*Task set:*
1 > In the comment about dating and race, in which country does the writer say it must be good to be a white guy?
2 > List every negative trait that, according to the comment about dating and race, some non-white women attribute to men of their own race.

*Passage provided:*
-=-=-

Some of the non-white girls who replied I noticed seem to have a problem with men of their own race. Now I don't mean to take sides here, but I like to look at things from all sides. You make these sweeping statements about guys in your race by saying they have tired pickup lines or their chauvinistic or whatever, but then you also mention you don't like white guys who use you just to say they've been with something exotic. But there's no sweeping arguments about white guys being all out to get dark or non-white women for their exotic appeal. It's just a few. But for the non-white men, seems to be they are all chauvinistic or players. Must be good to be a white guy in Germany. No negative stereotypes to fight off. No but seriously, think about what you're saying. Are you really giving the non-white guys the same chance as a white guy, or do you expect something negative from them right off the bat? It's these subconscious things that you don't even notice that you really have to think about.

-=-=-

*Records provided:*

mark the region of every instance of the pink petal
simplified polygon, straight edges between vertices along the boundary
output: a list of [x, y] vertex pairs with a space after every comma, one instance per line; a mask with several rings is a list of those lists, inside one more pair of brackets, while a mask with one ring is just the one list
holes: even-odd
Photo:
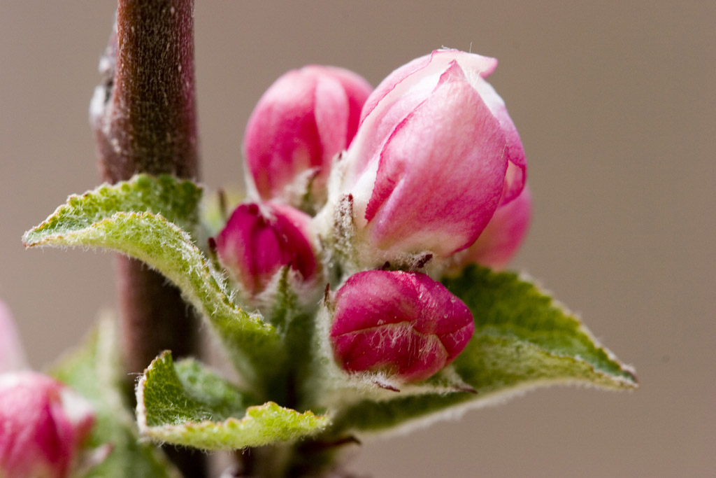
[[381, 153], [365, 212], [380, 247], [450, 255], [472, 244], [497, 208], [505, 138], [458, 71], [397, 126]]

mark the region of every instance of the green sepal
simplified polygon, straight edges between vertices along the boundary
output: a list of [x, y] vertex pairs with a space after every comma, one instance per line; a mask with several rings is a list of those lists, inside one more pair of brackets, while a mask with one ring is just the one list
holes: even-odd
[[82, 345], [49, 371], [95, 408], [95, 424], [87, 446], [108, 447], [107, 457], [80, 476], [179, 478], [180, 474], [158, 448], [140, 440], [134, 415], [125, 400], [115, 329], [112, 319], [101, 320]]
[[142, 434], [205, 450], [292, 441], [323, 431], [329, 419], [274, 402], [254, 404], [241, 391], [193, 360], [175, 365], [160, 355], [137, 386]]
[[478, 408], [553, 384], [637, 388], [632, 369], [533, 283], [473, 266], [443, 284], [473, 315], [475, 335], [451, 368], [475, 393], [395, 393], [384, 401], [365, 400], [337, 411], [332, 431], [377, 431], [431, 420], [441, 413], [454, 415], [458, 406]]
[[[164, 187], [165, 193], [158, 192], [155, 186]], [[135, 176], [130, 181], [71, 196], [23, 239], [27, 247], [113, 249], [156, 269], [211, 323], [242, 378], [262, 391], [263, 381], [275, 373], [284, 360], [279, 335], [260, 315], [249, 315], [233, 304], [222, 274], [207, 260], [191, 236], [167, 219], [180, 224], [182, 214], [191, 216], [188, 205], [195, 207], [198, 191], [191, 183], [169, 176]], [[141, 200], [160, 201], [167, 194], [180, 195], [182, 191], [192, 199], [165, 201], [163, 206], [145, 204]], [[172, 209], [173, 204], [178, 206]], [[162, 215], [127, 210], [131, 207], [160, 210]]]

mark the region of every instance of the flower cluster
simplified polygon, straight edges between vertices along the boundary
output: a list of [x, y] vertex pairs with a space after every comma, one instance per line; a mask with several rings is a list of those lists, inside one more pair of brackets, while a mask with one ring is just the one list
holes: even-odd
[[522, 144], [485, 80], [496, 64], [445, 49], [374, 90], [334, 67], [279, 78], [246, 129], [251, 202], [213, 239], [242, 305], [289, 287], [315, 307], [329, 283], [344, 370], [414, 382], [455, 360], [473, 318], [435, 279], [503, 267], [531, 214]]

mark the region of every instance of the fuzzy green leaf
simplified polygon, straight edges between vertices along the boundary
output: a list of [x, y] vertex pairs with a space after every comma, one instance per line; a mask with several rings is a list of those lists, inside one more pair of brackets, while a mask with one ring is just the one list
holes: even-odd
[[150, 212], [191, 231], [197, 220], [202, 188], [169, 175], [137, 174], [117, 184], [102, 184], [82, 196], [73, 195], [42, 224], [28, 231], [28, 244], [49, 236], [88, 228], [117, 212]]
[[[72, 196], [47, 221], [25, 234], [25, 245], [102, 247], [146, 262], [176, 285], [209, 320], [242, 378], [261, 390], [262, 381], [279, 369], [284, 359], [276, 330], [260, 316], [249, 315], [231, 302], [224, 277], [186, 231], [158, 214], [121, 210], [140, 206], [141, 201], [134, 197], [137, 195], [152, 201], [163, 197], [145, 194], [140, 187], [156, 181], [135, 176], [127, 183], [103, 186], [82, 196]], [[186, 183], [178, 183], [185, 185], [183, 190], [191, 190]], [[177, 188], [169, 189], [180, 193]], [[172, 216], [175, 219], [179, 212], [177, 209]]]
[[[427, 393], [364, 401], [339, 412], [335, 430], [377, 431], [430, 420], [455, 406], [477, 408], [559, 383], [636, 388], [632, 370], [584, 325], [533, 284], [508, 272], [473, 267], [443, 281], [473, 312], [475, 331], [454, 370], [476, 393]], [[397, 393], [396, 395], [400, 395]]]
[[155, 440], [205, 450], [290, 441], [322, 431], [326, 416], [274, 402], [252, 405], [237, 388], [194, 361], [175, 365], [165, 352], [137, 386], [142, 433]]
[[178, 478], [162, 451], [140, 440], [134, 415], [125, 403], [115, 327], [103, 319], [84, 343], [64, 358], [50, 373], [89, 400], [95, 423], [89, 446], [109, 445], [106, 459], [82, 474], [83, 478]]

-=-=-

*Solutions in order:*
1 > Germany

2 >
- Having tired pickup lines
- Being chauvinistic
- Being players